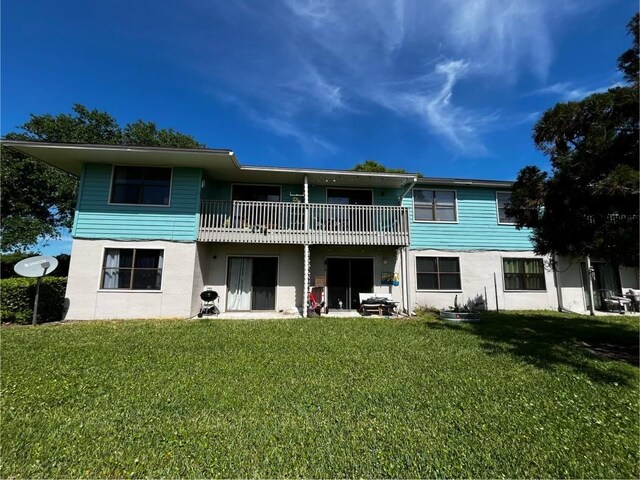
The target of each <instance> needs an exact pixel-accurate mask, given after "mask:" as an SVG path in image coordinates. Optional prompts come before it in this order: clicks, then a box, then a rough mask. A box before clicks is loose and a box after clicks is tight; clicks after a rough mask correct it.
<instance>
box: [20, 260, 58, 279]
mask: <svg viewBox="0 0 640 480" xmlns="http://www.w3.org/2000/svg"><path fill="white" fill-rule="evenodd" d="M57 267H58V260H56V258H55V257H44V256H43V257H30V258H25V259H24V260H20V261H19V262H18V263H16V264H15V265H14V267H13V271H14V272H16V273H17V274H18V275H20V276H22V277H44V276H45V275H46V274H48V273H51V272H53V271H54V270H55V269H56V268H57Z"/></svg>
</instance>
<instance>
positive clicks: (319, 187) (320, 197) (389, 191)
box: [309, 185, 400, 206]
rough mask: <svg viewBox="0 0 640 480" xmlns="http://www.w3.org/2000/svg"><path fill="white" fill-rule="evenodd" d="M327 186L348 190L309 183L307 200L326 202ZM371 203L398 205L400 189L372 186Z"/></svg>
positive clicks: (390, 204)
mask: <svg viewBox="0 0 640 480" xmlns="http://www.w3.org/2000/svg"><path fill="white" fill-rule="evenodd" d="M327 188H338V189H344V190H348V188H347V187H325V186H318V185H311V186H310V187H309V202H311V203H327ZM371 190H373V204H374V205H386V206H398V205H400V201H399V197H400V190H398V189H394V188H372V189H371Z"/></svg>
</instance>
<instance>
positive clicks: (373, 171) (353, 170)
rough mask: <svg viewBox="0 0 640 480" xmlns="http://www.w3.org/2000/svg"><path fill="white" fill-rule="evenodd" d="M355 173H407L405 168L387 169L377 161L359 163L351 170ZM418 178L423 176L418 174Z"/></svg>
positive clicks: (383, 165)
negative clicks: (404, 168) (418, 176)
mask: <svg viewBox="0 0 640 480" xmlns="http://www.w3.org/2000/svg"><path fill="white" fill-rule="evenodd" d="M351 171H353V172H374V173H407V171H406V170H405V169H404V168H387V167H385V166H384V165H382V164H381V163H378V162H376V161H375V160H365V161H364V162H362V163H357V164H356V166H355V167H353V168H352V169H351ZM418 176H422V175H420V174H418Z"/></svg>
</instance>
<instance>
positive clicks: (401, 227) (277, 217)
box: [198, 200, 409, 246]
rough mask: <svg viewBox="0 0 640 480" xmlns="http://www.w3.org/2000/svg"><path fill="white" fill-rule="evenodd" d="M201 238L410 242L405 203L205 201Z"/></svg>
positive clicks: (288, 243) (374, 242) (396, 242)
mask: <svg viewBox="0 0 640 480" xmlns="http://www.w3.org/2000/svg"><path fill="white" fill-rule="evenodd" d="M198 240H199V241H201V242H233V243H278V244H299V245H303V244H310V245H313V244H316V245H396V246H403V245H409V213H408V209H407V208H406V207H395V206H379V205H330V204H322V203H309V204H304V203H293V202H292V203H284V202H249V201H232V202H229V201H217V200H203V201H202V202H201V206H200V223H199V229H198Z"/></svg>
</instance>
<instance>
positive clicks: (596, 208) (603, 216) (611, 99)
mask: <svg viewBox="0 0 640 480" xmlns="http://www.w3.org/2000/svg"><path fill="white" fill-rule="evenodd" d="M628 30H629V33H630V34H631V35H632V36H633V46H632V48H631V49H629V50H628V51H626V52H625V53H623V54H622V55H621V56H620V57H619V61H618V68H619V69H620V70H621V72H622V73H623V74H624V78H625V79H626V80H627V82H628V83H627V84H626V85H625V86H619V87H615V88H611V89H609V90H608V91H607V92H603V93H595V94H592V95H589V96H588V97H586V98H584V99H583V100H581V101H575V102H563V103H558V104H557V105H555V106H554V107H552V108H551V109H549V110H547V111H546V112H545V113H544V115H543V116H542V117H541V118H540V120H539V121H538V122H537V123H536V125H535V126H534V129H533V140H534V142H535V145H536V147H537V148H538V149H539V150H540V151H542V152H543V153H544V154H545V155H547V156H548V157H549V160H550V161H551V171H550V173H547V172H544V171H542V170H540V169H539V168H538V167H535V166H527V167H525V168H523V169H522V170H521V171H520V173H519V175H518V178H517V180H516V182H515V184H514V186H513V193H512V198H511V203H510V205H509V206H508V208H507V213H508V214H509V215H511V216H512V217H514V218H515V219H516V223H517V226H518V227H519V228H522V227H528V228H531V229H532V231H533V237H532V239H533V242H534V247H535V251H536V252H537V253H539V254H559V255H566V256H569V257H572V258H579V257H584V256H586V255H591V256H593V257H597V258H601V259H606V260H609V261H611V262H613V263H614V264H621V265H638V249H639V245H638V205H639V202H640V197H639V189H638V178H639V177H638V174H639V172H638V147H639V144H638V138H639V137H638V134H639V132H638V111H639V104H638V14H636V15H635V16H634V17H633V18H632V20H631V21H630V22H629V24H628Z"/></svg>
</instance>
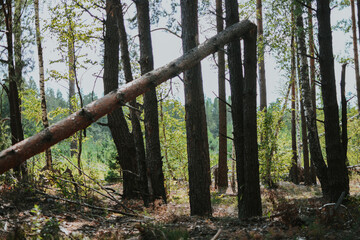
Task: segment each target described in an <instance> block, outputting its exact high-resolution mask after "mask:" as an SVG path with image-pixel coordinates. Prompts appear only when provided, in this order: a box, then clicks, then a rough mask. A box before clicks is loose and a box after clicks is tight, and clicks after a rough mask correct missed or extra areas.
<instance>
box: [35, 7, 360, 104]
mask: <svg viewBox="0 0 360 240" xmlns="http://www.w3.org/2000/svg"><path fill="white" fill-rule="evenodd" d="M43 13H45V16H46V11H45V10H43ZM43 16H44V15H43ZM344 16H350V9H349V8H347V9H344V10H341V11H339V10H337V9H335V10H333V11H332V24H333V25H334V24H335V23H336V22H337V21H339V20H341V19H342V18H343V17H344ZM127 17H129V16H127ZM214 21H215V19H211V18H210V17H203V18H200V26H201V27H200V32H201V33H202V34H201V35H200V36H201V37H200V42H203V41H204V40H205V37H206V38H209V37H211V36H213V35H215V34H216V32H215V31H214ZM157 27H158V26H152V29H154V28H157ZM127 31H128V33H130V34H131V35H133V36H135V35H136V34H137V33H136V31H137V30H136V29H135V30H132V31H131V30H129V28H127ZM315 39H316V36H315ZM135 41H136V39H135ZM347 41H351V38H350V35H349V34H347V35H345V34H344V33H343V32H341V31H334V32H333V48H334V54H336V55H339V54H340V55H345V54H346V51H348V54H350V56H351V57H352V49H347V48H346V46H345V42H347ZM152 44H153V53H154V64H155V68H158V67H160V66H163V65H165V64H167V63H168V62H170V61H171V60H173V59H175V58H177V57H179V56H181V55H182V47H181V39H179V38H178V37H176V36H174V35H172V34H169V33H167V32H165V31H153V32H152ZM56 46H57V43H56V41H54V40H51V39H49V38H47V37H46V36H45V38H44V56H45V64H46V65H47V66H46V65H45V67H46V68H47V69H49V68H54V67H55V66H56V65H52V66H49V64H48V62H49V60H54V59H55V58H56V57H57V56H56V55H57V54H58V53H57V52H56V51H55V50H54V49H55V48H56ZM81 51H82V53H87V54H89V56H90V57H92V58H99V56H100V55H101V54H100V52H99V51H100V48H99V47H98V48H97V49H96V48H92V49H88V48H86V49H85V48H84V49H81ZM34 54H36V51H35V52H34ZM98 60H99V61H101V60H100V59H98ZM201 64H202V76H203V86H204V93H205V96H206V97H210V98H215V94H214V93H216V94H217V92H218V82H217V70H216V68H215V67H214V61H213V59H212V56H210V57H208V58H206V59H204V60H203V61H202V62H201ZM57 68H63V71H65V72H66V68H64V66H63V65H62V66H61V65H58V66H57ZM265 69H266V79H267V98H268V99H267V100H268V103H270V102H274V101H276V99H277V98H279V97H280V98H281V97H282V95H281V92H282V90H283V89H284V85H285V83H286V82H287V81H288V80H287V79H285V78H284V77H283V76H282V72H281V71H280V70H279V69H277V68H276V62H275V60H274V58H273V57H272V56H271V55H270V54H266V55H265ZM100 71H101V67H100V66H93V67H91V68H90V69H88V70H86V71H79V75H78V77H79V80H80V85H81V88H82V89H83V91H84V93H85V94H87V93H89V92H91V91H93V90H94V91H95V93H96V94H97V95H98V96H103V83H102V79H101V78H96V77H95V76H96V75H102V73H101V72H100ZM340 71H341V66H340V64H338V63H336V65H335V74H336V80H337V85H336V86H337V88H338V91H339V88H340V87H339V82H340ZM31 75H32V76H33V78H34V79H35V81H36V82H37V79H38V72H37V66H36V67H35V71H34V72H33V73H32V74H31ZM173 82H176V83H178V84H179V86H182V83H181V81H180V80H179V79H173ZM46 84H47V87H51V88H54V89H60V91H61V92H62V93H63V96H64V97H66V96H67V91H68V86H67V83H66V82H65V81H60V82H55V81H54V80H52V79H50V80H49V81H47V83H46ZM346 88H347V89H346V91H347V92H352V93H355V92H356V88H355V77H354V67H353V65H352V64H350V65H349V66H348V68H347V86H346ZM226 92H227V96H228V95H229V93H230V88H229V84H228V83H227V87H226ZM176 97H177V98H178V99H180V100H181V101H182V102H183V99H184V93H183V91H182V87H180V88H179V91H178V92H177V93H176ZM338 99H340V94H338Z"/></svg>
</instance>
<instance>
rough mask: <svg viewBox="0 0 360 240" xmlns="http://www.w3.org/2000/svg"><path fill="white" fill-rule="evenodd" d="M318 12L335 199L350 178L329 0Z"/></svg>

----------------

> What you will do: Within the listing above, work out how many lines hold "image", and answer with that number only.

> Result for this task: 2